▼

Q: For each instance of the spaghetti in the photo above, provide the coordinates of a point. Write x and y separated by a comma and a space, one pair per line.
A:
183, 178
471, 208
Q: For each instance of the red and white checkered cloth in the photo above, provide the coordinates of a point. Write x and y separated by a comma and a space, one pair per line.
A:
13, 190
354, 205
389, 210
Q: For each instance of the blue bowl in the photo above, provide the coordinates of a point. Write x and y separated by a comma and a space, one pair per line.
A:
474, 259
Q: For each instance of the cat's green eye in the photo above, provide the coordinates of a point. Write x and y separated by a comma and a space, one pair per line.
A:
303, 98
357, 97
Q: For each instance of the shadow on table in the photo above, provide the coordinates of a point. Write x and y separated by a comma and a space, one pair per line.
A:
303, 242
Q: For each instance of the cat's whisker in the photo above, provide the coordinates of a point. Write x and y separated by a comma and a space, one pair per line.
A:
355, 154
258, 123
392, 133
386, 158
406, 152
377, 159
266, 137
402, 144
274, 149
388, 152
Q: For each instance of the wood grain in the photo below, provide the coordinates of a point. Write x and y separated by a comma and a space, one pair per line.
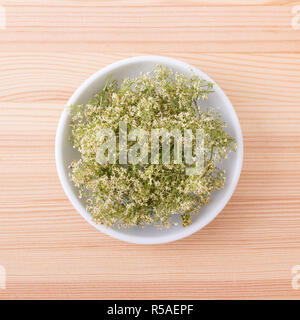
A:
49, 48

▲

Change "cat's whisker" to "cat's eyelash" in the data, starting at the line that contains "Q: For each instance of the blue" and ending at the end of the data. Return only that span with nothing else altered, and leave the picture out.

--- Correct output ---
Q: For each instance of the blue bowl in the photo above, provide the coordinates of a point. Write x and y separated by a comma and a space, one pair per line.
A:
474, 259
Q: For each instance of the cat's green eye in the photo above, provide the coordinates of a point. Write x and y separated by a comma and a space, one pair per line.
A:
303, 98
357, 97
Q: For each instance of the shadow on table in the photo above, provide the coordinates of a point. Write x and y separated by a comma and a space, one pair per line.
A:
303, 242
Q: For each instance of the cat's eyelash in the photo above, provide the coordinates of a point. Write x and y separated by a comma and a space, one pair per line.
A:
355, 154
258, 123
392, 133
386, 158
406, 152
377, 159
266, 137
402, 144
274, 149
388, 152
Q: For each instance of the wood grain in the photo below, provide the coordinates of a point. Write x and y separated by a comma and a space, one pair per line.
A:
49, 48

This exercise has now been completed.